Segment Start: DATA RECORDS
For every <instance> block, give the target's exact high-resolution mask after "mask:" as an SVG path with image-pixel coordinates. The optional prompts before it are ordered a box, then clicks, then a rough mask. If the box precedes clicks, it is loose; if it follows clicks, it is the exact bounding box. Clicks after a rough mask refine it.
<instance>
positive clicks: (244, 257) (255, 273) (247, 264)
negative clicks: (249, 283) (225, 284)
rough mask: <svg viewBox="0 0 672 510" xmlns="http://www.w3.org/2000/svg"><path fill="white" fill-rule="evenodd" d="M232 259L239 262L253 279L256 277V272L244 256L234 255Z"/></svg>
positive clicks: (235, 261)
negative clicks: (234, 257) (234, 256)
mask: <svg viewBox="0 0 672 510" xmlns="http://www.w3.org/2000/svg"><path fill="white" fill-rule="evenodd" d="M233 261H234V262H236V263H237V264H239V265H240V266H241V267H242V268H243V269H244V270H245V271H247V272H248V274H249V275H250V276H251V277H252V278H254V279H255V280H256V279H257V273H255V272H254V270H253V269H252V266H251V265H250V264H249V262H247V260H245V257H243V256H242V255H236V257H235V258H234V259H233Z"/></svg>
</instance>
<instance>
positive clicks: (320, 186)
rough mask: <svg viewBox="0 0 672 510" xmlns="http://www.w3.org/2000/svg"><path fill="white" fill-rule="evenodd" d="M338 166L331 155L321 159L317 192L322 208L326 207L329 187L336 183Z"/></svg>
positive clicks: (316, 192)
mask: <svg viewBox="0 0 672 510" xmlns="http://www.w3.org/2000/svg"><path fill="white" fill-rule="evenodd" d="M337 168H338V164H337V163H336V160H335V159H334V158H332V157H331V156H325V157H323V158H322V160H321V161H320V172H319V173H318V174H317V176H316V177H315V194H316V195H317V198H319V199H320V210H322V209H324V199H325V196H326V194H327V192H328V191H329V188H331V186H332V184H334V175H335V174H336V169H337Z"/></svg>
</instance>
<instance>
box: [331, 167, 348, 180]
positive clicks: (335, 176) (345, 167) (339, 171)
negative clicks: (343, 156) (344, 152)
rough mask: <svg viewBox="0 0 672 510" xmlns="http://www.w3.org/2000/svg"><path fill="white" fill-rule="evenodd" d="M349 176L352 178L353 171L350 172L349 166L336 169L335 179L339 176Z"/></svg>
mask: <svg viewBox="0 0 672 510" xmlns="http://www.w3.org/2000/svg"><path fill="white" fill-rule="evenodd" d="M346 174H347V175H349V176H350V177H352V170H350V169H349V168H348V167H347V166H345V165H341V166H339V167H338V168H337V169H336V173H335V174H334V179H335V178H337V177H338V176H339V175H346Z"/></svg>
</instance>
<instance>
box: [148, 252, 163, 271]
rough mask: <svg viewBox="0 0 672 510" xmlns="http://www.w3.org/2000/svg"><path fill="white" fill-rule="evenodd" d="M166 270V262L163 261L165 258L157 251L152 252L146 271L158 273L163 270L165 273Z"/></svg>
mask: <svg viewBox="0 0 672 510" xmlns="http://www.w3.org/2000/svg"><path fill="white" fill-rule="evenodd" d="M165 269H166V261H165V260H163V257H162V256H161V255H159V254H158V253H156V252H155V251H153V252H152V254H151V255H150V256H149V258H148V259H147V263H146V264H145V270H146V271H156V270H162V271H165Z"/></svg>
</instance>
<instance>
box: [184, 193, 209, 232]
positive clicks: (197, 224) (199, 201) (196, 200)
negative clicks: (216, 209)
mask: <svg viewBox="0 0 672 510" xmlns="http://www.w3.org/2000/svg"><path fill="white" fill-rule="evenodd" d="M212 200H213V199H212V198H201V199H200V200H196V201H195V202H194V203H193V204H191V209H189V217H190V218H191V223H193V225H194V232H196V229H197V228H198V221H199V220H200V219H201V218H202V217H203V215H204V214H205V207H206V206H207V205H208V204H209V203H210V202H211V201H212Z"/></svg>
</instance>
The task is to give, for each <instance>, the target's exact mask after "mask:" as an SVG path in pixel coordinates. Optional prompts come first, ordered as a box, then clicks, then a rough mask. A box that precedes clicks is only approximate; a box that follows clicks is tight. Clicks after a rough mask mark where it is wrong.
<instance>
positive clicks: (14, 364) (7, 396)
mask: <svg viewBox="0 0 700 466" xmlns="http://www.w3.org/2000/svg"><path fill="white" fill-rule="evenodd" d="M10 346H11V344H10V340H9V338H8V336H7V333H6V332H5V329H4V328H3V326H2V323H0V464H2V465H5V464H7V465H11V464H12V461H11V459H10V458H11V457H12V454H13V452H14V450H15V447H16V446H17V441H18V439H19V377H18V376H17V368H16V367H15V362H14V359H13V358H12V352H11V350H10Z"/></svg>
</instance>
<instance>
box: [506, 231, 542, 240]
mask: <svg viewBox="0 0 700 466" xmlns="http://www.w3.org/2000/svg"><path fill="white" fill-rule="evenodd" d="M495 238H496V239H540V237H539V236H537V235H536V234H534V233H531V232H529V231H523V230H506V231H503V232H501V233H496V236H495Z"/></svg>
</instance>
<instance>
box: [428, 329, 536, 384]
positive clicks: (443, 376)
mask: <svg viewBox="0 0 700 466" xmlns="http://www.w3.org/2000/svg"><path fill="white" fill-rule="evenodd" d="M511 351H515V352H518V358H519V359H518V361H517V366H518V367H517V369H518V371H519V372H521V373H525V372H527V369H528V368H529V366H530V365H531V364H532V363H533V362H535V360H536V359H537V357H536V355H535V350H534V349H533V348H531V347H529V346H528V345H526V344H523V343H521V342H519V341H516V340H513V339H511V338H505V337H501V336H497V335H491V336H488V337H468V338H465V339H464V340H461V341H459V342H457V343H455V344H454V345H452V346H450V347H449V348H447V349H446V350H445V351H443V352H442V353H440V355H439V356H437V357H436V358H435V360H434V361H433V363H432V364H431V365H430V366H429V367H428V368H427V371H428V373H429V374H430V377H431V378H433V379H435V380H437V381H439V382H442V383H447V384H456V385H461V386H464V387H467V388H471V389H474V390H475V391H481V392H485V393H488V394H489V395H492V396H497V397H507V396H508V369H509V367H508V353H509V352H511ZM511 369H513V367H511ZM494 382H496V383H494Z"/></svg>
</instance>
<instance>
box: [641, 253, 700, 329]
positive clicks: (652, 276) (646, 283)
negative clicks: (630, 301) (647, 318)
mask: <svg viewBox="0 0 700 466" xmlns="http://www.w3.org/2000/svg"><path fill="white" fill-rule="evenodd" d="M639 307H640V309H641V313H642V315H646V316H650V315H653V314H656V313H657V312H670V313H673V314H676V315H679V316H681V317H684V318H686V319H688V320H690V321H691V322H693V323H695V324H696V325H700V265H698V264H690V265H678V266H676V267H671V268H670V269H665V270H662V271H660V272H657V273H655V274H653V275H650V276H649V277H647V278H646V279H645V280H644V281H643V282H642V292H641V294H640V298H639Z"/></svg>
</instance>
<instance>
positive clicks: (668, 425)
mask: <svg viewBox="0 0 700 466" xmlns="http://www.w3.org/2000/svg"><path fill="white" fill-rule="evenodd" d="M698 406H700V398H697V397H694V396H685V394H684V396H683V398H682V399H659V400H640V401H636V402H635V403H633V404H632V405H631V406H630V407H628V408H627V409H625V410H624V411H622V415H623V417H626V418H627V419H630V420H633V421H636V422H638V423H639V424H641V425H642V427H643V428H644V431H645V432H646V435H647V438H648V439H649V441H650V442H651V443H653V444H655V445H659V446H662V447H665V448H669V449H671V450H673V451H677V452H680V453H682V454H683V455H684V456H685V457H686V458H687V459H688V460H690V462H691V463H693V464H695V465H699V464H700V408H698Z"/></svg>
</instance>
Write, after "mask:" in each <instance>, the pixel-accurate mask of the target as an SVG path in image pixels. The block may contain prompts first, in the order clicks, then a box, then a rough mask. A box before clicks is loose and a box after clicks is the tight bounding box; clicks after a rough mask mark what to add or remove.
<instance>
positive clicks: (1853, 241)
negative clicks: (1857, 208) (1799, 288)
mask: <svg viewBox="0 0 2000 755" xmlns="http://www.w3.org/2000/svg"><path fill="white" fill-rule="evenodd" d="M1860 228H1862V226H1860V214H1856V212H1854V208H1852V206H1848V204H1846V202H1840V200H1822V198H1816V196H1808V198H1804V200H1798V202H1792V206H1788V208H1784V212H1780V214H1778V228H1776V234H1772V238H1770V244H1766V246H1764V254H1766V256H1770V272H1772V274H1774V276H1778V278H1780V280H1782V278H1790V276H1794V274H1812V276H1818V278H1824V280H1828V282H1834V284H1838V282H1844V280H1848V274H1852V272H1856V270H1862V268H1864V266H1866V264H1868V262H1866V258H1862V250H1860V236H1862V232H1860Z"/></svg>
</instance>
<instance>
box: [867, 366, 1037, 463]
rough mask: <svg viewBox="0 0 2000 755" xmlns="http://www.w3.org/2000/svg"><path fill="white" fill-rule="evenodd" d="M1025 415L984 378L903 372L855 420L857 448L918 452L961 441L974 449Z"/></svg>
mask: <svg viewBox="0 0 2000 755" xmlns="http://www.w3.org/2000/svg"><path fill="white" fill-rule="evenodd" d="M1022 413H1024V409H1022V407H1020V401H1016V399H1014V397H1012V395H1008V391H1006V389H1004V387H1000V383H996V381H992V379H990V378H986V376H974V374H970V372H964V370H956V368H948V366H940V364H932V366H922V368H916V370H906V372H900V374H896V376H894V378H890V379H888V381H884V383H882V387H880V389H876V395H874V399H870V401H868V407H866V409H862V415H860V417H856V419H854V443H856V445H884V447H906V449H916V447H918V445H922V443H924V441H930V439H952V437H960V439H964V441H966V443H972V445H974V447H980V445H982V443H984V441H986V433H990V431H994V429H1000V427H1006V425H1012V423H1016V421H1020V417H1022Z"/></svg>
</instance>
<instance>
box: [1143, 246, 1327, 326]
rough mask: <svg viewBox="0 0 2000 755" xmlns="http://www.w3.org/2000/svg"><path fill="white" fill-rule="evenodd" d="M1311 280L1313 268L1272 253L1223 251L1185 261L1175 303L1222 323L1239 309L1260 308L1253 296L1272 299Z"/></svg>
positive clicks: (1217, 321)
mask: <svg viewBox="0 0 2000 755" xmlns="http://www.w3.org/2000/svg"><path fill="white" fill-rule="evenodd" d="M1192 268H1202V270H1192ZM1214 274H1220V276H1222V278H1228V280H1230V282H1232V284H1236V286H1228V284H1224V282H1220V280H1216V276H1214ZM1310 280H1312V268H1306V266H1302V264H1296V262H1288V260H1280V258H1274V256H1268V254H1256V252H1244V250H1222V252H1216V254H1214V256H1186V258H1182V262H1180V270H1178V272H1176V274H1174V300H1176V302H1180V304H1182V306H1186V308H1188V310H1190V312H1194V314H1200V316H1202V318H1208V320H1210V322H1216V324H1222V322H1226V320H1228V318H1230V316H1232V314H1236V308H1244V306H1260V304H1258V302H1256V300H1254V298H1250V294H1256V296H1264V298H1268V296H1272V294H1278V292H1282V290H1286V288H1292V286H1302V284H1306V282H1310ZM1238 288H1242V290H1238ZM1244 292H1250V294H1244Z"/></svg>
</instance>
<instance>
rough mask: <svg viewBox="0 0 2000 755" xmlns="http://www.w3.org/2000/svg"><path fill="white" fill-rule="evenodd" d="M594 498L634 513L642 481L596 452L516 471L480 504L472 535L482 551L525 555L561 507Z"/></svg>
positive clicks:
Segment End: DATA RECORDS
### PROBLEM DETAILS
Each line from the first line of the listing through the line containing "negative clicks: (249, 283) (225, 284)" must be set down exactly; no other line belongs in the answer.

### TASK ANSWER
For every <instance> block, give the target's exact high-resolution mask after "mask:" as an SVG path with image-pixel coordinates. The optional prompts before it are ordered a box, then clicks, then a rough mask. If the box precedes clicks, it is loose; if it follows clicks, it is the exact bounding box. Clicks after a rough mask refine it.
<instance>
positive clicks: (244, 257) (255, 273) (247, 264)
negative clicks: (249, 283) (225, 284)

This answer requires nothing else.